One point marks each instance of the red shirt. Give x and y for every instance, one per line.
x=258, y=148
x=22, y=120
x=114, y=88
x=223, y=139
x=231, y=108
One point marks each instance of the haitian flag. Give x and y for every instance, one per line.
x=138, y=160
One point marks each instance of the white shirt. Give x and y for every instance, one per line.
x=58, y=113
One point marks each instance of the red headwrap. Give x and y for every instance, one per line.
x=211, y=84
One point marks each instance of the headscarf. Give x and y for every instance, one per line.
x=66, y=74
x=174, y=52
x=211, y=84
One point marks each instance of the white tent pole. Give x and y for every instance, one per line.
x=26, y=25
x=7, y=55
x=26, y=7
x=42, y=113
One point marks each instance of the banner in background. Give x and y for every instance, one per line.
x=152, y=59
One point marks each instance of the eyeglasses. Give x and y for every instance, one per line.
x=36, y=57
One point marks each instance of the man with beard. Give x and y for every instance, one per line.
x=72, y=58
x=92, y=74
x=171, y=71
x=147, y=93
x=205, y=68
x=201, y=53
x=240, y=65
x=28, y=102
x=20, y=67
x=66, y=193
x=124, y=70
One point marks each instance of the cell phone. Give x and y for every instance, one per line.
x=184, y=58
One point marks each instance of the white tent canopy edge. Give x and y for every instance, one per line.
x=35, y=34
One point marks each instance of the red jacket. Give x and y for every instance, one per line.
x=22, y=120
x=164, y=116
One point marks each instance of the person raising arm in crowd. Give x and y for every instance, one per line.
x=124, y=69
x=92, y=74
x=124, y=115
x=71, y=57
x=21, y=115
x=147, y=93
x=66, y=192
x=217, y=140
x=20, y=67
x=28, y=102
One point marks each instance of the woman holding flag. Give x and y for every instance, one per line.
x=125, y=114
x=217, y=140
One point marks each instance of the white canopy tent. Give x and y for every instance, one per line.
☆ ☆ ☆ ☆
Exercise task =
Reproduce all of the records above word for word, keeping their order and line breaks.

Task output =
One point marks each instance of the red shirt. Give x and y for every instance, one per line.
x=258, y=148
x=22, y=120
x=114, y=88
x=223, y=139
x=231, y=108
One point marks each instance of the haitian flag. Give x and y for every instance, one per line.
x=138, y=160
One point marks each instance of the white shirt. Give x and y for every instance, one per line.
x=58, y=113
One point marks each instance of the red headwrap. Give x and y for every instance, one per line.
x=211, y=84
One point marks each instance of the headscarf. Give x and y for every instance, one per line.
x=66, y=74
x=174, y=52
x=211, y=84
One point marks each instance of the white tent pole. Give x and y for every instance, one per line.
x=26, y=25
x=7, y=55
x=26, y=7
x=42, y=113
One point marks each instance of the banner in background. Give x and y for every instance, one per line.
x=152, y=59
One point marks each instance of the eyeglasses. Give x and y for every instance, one per line.
x=36, y=57
One point marks each instance of the man with beard. Give x and y for every instance, one per line.
x=72, y=58
x=92, y=74
x=171, y=71
x=147, y=93
x=205, y=68
x=201, y=53
x=240, y=65
x=28, y=102
x=20, y=67
x=66, y=193
x=124, y=70
One point marks each instance of the cell phone. Give x and y for every instance, one per line.
x=184, y=58
One point marks each instance of the white tent canopy edge. Give x and y for every instance, one per line.
x=35, y=34
One point marks each instance of the red jacket. Give x and y for every instance, one per line.
x=22, y=120
x=164, y=116
One point marks each instance of the person raising arm in crowd. Give x and y for every instance, one per line.
x=124, y=69
x=92, y=74
x=124, y=115
x=71, y=57
x=21, y=115
x=147, y=93
x=66, y=192
x=217, y=140
x=20, y=67
x=28, y=102
One point marks each instance of the woman holding flag. Give x and y for every instance, one per line.
x=125, y=114
x=217, y=140
One point marks each instance of the white canopy tent. Give x and y for every instance, one per line.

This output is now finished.